[Part of a data file]
----------
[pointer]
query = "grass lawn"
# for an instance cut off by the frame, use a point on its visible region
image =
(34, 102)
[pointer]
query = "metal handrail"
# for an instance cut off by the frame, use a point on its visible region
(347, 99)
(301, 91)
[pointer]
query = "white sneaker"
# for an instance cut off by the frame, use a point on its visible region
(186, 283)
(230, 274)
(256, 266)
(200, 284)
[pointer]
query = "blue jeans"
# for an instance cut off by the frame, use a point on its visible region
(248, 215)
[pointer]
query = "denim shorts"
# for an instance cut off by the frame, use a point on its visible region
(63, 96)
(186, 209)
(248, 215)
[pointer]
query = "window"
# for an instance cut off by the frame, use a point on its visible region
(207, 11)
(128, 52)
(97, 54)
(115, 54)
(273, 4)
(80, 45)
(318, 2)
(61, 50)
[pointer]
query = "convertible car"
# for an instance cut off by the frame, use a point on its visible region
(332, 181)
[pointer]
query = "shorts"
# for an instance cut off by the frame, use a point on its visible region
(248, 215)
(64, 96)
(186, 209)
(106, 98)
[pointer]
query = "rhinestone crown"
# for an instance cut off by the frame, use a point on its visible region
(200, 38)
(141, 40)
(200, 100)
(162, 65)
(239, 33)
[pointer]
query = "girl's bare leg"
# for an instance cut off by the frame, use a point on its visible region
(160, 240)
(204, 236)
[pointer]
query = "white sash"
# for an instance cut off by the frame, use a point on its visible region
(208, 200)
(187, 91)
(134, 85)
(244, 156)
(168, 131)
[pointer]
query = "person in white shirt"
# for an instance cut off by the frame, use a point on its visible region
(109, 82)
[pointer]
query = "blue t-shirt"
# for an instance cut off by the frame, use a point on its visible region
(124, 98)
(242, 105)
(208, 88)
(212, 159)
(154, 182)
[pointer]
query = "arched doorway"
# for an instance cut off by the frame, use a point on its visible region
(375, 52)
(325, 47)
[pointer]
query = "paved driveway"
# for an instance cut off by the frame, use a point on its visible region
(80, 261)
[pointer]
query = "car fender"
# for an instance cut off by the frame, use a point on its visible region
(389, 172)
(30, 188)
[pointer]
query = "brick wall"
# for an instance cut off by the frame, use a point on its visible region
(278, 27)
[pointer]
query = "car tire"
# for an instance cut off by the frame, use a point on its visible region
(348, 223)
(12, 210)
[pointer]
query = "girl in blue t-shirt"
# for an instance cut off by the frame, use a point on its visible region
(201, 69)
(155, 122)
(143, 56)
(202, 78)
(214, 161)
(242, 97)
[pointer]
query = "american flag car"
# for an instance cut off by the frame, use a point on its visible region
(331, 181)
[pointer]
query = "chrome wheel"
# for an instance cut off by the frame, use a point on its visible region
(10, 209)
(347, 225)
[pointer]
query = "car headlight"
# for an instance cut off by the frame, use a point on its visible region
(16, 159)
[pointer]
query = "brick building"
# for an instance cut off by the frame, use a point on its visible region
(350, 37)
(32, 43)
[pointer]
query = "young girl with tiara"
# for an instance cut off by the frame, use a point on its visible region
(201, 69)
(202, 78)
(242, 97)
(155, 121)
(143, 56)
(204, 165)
----------
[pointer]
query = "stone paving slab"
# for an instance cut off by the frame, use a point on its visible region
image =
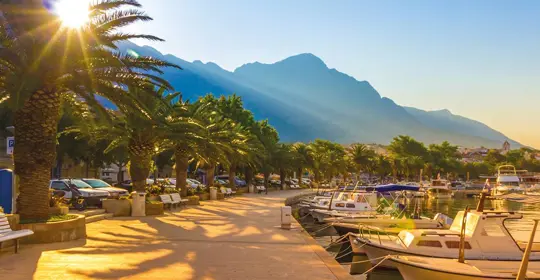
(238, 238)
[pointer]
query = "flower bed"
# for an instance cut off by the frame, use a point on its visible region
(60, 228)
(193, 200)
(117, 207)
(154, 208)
----------
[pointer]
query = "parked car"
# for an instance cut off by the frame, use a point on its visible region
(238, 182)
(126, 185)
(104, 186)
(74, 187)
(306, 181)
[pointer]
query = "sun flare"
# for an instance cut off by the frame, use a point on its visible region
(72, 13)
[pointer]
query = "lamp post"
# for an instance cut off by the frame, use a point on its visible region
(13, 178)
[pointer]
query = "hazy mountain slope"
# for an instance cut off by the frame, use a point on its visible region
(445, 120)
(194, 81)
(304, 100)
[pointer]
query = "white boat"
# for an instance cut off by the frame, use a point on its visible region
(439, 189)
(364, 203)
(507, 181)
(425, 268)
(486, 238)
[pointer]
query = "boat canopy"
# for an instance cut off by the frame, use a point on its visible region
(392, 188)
----------
* STATED GOAL: Find every line in the data file above that contains the word "brick", and copy each one.

* THE REPLY:
query = "brick wall"
query = "brick building"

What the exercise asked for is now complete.